**WHAT IS NEEDED:**
Work out how many lines in the data hold the word "below", and reply with that number only.
──────
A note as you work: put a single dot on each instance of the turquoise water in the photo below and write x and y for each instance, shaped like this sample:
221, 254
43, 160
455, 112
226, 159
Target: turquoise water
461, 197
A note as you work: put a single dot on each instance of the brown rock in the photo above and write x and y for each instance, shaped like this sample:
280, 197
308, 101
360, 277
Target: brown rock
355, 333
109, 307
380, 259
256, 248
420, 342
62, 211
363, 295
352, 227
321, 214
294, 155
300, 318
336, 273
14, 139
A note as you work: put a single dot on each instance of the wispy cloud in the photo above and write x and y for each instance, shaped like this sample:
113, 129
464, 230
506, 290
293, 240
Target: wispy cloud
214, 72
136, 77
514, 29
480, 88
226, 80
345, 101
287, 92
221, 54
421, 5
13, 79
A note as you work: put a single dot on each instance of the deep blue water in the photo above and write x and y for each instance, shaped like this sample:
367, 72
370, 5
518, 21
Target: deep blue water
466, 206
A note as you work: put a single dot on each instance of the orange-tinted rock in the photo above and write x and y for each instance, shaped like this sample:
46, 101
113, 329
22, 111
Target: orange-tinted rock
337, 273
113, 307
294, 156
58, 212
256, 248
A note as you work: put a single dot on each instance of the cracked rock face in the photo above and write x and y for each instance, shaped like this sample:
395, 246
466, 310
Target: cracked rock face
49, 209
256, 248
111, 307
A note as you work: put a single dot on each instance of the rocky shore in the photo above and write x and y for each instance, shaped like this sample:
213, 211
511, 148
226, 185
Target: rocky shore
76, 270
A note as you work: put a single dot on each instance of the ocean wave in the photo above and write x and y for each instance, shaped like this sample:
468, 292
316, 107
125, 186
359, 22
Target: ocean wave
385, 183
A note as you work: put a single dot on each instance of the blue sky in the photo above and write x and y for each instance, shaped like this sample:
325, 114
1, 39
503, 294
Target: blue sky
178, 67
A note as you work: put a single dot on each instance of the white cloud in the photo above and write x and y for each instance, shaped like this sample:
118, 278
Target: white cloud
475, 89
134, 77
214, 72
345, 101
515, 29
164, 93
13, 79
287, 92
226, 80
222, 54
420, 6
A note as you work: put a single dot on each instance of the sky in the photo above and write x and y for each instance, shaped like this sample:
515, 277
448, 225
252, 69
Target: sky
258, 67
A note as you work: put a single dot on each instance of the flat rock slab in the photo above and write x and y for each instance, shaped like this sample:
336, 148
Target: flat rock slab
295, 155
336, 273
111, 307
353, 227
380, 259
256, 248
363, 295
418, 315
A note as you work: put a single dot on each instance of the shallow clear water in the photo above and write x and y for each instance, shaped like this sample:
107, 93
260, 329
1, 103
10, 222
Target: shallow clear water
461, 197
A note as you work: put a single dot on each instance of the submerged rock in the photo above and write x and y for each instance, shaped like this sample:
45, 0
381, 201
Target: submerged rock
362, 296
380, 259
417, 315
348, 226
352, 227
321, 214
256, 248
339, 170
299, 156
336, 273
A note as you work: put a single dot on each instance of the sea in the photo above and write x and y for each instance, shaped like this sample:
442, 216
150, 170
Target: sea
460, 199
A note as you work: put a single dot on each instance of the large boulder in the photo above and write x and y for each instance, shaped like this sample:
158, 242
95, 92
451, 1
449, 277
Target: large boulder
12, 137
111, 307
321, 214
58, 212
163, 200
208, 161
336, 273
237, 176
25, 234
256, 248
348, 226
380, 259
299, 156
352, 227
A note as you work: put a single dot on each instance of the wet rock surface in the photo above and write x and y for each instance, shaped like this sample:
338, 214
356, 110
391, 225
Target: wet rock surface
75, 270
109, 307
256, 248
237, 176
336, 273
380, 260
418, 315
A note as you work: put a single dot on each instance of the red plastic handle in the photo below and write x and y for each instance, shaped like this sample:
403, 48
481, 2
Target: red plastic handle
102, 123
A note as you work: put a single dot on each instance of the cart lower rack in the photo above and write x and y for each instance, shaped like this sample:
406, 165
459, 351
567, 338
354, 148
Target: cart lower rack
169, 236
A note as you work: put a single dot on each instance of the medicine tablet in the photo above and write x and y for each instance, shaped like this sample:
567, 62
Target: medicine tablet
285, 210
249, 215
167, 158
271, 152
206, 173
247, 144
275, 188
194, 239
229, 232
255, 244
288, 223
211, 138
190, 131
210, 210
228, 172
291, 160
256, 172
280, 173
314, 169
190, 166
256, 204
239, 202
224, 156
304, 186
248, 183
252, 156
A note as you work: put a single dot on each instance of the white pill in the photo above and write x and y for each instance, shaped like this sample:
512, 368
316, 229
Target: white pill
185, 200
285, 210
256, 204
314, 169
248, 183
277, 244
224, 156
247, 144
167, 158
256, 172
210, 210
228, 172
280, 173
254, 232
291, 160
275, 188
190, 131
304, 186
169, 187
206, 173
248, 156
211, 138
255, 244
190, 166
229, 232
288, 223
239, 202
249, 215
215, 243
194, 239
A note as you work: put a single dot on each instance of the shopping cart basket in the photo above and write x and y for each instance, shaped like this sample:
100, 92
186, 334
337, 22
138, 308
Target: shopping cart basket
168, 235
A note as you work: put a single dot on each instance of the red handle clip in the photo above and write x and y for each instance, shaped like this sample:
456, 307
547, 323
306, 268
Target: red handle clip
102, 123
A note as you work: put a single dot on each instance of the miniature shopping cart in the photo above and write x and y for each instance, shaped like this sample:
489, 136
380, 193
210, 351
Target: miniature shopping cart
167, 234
──────
**FINISHED EXERCISE:**
2